▶ [Required work] Please copy every line from the items below that contains the word "water".
════════
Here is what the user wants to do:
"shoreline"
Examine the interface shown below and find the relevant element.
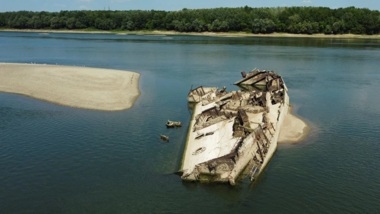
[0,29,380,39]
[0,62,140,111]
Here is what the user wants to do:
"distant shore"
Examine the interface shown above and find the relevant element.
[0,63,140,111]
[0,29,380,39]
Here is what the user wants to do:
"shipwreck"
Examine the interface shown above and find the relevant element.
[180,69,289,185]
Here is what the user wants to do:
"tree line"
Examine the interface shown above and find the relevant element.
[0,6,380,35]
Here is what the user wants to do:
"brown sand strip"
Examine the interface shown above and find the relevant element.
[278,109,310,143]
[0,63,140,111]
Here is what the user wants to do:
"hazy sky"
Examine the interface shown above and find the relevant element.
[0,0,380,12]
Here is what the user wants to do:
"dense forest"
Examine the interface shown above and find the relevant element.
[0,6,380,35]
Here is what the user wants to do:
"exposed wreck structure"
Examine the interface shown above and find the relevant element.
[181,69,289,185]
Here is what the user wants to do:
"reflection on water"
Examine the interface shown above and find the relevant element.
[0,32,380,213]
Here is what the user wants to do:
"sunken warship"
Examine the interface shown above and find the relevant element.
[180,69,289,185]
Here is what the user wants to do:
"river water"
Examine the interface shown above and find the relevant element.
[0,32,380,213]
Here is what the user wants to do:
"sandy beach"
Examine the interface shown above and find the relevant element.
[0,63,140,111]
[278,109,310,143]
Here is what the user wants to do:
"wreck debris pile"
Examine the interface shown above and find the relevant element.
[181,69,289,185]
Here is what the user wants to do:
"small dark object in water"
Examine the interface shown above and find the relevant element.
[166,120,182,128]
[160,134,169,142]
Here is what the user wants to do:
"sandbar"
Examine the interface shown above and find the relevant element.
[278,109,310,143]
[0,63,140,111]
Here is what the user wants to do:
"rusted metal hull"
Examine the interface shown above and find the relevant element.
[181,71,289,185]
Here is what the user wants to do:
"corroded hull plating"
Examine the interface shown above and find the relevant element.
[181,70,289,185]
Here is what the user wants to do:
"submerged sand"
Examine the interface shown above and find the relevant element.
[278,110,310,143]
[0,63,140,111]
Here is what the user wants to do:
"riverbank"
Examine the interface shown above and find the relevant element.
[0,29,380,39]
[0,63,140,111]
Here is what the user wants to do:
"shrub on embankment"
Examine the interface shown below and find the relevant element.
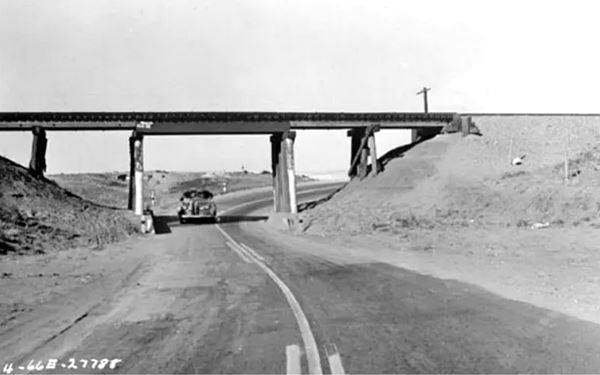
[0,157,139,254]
════════
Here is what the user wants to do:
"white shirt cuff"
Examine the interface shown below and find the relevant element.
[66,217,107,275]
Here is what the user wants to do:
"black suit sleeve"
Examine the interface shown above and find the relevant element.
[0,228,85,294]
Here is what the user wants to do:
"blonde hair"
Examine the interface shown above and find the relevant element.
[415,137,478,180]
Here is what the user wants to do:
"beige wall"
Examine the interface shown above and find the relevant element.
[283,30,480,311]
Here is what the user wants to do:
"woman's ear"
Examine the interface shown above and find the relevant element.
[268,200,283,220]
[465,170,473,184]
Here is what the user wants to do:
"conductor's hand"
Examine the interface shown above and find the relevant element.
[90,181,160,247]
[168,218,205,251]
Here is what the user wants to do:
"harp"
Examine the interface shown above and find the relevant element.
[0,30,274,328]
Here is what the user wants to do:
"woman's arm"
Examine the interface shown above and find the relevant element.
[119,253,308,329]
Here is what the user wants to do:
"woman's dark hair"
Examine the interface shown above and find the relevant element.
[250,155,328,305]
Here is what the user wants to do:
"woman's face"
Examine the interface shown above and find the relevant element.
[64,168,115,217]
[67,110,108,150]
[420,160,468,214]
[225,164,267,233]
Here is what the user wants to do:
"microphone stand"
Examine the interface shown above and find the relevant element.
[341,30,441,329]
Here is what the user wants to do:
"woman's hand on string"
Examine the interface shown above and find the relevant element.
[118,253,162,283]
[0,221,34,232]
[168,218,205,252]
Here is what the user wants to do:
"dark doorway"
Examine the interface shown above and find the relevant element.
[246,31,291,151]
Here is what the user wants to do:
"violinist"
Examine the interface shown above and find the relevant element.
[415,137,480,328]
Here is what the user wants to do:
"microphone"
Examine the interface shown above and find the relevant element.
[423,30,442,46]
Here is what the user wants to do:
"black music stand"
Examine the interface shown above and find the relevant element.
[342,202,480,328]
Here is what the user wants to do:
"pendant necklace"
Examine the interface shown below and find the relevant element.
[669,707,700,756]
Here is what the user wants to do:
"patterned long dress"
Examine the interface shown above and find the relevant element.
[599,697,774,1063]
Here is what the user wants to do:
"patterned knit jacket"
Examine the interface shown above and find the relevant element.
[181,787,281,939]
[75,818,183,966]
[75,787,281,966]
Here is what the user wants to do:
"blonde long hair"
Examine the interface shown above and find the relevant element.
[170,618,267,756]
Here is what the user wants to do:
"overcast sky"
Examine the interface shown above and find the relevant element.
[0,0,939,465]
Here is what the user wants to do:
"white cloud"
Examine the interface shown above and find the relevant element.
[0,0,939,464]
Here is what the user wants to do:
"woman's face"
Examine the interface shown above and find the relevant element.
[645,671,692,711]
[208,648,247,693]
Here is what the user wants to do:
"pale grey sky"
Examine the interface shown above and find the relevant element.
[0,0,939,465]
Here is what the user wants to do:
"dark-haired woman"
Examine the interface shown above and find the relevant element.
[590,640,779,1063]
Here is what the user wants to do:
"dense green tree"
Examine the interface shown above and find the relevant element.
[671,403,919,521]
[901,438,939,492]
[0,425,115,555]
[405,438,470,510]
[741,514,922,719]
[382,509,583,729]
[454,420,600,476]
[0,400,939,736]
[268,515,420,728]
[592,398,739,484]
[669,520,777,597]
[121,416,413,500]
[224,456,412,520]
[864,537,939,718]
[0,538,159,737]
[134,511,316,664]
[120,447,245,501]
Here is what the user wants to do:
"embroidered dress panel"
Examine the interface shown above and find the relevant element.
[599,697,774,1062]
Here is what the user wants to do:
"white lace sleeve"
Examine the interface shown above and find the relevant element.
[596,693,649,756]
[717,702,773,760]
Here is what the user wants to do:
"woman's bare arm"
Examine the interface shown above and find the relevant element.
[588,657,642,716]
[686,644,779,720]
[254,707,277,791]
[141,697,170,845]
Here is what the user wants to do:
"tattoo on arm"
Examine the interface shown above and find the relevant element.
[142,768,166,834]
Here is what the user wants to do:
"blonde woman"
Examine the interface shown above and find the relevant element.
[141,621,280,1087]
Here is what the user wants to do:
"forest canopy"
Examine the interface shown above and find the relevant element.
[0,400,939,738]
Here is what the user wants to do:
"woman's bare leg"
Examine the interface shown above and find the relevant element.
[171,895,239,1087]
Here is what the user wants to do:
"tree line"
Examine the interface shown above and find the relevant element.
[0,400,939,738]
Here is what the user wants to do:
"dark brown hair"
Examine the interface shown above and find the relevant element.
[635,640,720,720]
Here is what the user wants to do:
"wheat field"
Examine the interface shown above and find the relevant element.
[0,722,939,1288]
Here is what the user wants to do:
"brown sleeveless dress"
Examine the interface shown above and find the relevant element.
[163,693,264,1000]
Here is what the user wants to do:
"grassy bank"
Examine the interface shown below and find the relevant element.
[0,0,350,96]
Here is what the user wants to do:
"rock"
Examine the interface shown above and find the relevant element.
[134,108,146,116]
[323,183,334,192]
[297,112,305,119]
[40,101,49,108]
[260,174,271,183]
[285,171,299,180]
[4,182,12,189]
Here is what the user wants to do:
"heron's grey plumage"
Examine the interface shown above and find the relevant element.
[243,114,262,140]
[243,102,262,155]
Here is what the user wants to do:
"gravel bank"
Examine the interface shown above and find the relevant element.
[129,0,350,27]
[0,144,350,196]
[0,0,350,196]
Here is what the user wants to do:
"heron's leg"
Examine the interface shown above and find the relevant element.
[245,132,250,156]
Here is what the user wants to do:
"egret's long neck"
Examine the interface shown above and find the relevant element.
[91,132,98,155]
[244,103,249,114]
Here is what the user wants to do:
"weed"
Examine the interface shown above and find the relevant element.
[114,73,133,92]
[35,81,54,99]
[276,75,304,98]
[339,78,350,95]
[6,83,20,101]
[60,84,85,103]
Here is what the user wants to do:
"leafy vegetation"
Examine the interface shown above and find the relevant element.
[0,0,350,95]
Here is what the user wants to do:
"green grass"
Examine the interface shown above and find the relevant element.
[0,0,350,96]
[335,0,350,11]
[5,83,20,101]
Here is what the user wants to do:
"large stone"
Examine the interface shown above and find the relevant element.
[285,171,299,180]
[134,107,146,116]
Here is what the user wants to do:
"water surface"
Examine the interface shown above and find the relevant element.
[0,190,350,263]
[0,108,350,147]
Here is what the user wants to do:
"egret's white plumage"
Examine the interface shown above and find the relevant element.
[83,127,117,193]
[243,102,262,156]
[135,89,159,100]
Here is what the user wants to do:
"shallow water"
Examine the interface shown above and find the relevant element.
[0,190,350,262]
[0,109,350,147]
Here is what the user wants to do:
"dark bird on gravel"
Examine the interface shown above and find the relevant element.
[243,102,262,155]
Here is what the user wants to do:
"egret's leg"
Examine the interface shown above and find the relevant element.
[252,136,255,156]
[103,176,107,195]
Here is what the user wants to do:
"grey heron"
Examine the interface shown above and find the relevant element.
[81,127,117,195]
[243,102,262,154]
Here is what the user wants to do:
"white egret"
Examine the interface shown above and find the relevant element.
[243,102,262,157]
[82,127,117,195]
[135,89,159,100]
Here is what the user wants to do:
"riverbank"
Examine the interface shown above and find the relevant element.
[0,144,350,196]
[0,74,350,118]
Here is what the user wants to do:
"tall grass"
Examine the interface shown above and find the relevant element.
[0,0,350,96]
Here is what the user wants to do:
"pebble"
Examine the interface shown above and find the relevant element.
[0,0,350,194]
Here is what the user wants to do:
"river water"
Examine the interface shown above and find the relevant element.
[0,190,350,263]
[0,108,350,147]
════════
▶ [Complete answer]
"reflection on water"
"river water"
"small dark object in water"
"water surface"
"shallow water"
"river water"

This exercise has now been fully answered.